How many lines of the listing below contain the word "stone"? Reply with the number only.

****

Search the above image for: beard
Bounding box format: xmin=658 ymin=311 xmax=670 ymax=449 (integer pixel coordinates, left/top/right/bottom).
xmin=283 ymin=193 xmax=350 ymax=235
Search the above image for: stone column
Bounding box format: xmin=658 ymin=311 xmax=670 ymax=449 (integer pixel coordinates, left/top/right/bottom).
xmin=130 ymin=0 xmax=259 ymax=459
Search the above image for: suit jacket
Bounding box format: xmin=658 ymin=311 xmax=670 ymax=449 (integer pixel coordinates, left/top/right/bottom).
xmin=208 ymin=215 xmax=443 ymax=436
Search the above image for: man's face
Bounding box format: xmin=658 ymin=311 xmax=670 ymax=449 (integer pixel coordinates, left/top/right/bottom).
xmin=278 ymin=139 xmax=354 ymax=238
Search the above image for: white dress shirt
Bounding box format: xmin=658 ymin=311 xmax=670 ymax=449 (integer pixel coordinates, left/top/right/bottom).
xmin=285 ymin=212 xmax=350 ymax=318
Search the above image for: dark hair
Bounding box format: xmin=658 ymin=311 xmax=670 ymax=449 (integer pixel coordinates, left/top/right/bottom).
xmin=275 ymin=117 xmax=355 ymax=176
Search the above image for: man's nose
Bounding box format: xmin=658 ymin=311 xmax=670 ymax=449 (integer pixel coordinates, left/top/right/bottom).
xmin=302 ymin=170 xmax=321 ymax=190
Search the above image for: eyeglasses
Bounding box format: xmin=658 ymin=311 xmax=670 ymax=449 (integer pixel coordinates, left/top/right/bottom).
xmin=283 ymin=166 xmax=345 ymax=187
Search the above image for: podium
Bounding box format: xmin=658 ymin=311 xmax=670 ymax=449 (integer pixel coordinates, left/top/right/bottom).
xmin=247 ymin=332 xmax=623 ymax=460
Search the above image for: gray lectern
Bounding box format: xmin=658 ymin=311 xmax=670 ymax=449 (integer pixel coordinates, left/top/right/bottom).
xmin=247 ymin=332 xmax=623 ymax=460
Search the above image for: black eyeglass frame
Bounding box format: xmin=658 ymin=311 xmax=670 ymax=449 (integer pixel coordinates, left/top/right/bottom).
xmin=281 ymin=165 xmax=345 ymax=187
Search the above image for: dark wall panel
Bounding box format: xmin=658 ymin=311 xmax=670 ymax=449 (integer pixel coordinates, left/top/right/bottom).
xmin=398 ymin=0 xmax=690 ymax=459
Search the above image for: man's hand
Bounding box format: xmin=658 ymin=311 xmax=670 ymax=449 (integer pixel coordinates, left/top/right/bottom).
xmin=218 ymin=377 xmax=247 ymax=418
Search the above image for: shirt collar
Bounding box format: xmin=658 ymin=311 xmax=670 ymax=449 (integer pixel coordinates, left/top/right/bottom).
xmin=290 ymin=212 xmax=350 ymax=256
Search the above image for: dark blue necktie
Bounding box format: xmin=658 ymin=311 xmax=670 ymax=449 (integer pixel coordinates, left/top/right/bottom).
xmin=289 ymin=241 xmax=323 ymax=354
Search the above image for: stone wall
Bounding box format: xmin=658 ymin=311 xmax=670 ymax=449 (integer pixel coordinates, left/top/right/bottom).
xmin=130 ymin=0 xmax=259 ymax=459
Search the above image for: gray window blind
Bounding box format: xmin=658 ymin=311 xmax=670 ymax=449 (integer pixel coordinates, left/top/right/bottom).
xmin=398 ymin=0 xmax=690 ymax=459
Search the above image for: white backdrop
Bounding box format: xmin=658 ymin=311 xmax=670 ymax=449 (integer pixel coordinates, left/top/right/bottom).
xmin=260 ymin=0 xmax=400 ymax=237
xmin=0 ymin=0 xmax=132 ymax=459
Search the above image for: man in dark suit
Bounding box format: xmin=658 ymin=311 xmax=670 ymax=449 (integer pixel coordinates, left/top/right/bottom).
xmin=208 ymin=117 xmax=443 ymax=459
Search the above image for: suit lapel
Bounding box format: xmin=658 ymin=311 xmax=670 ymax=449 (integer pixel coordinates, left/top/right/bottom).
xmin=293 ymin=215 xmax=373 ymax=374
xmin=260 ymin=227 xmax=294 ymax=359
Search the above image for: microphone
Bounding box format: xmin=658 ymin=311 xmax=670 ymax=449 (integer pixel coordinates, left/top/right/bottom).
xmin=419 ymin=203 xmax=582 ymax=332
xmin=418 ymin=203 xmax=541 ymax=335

****

Result for this task: 2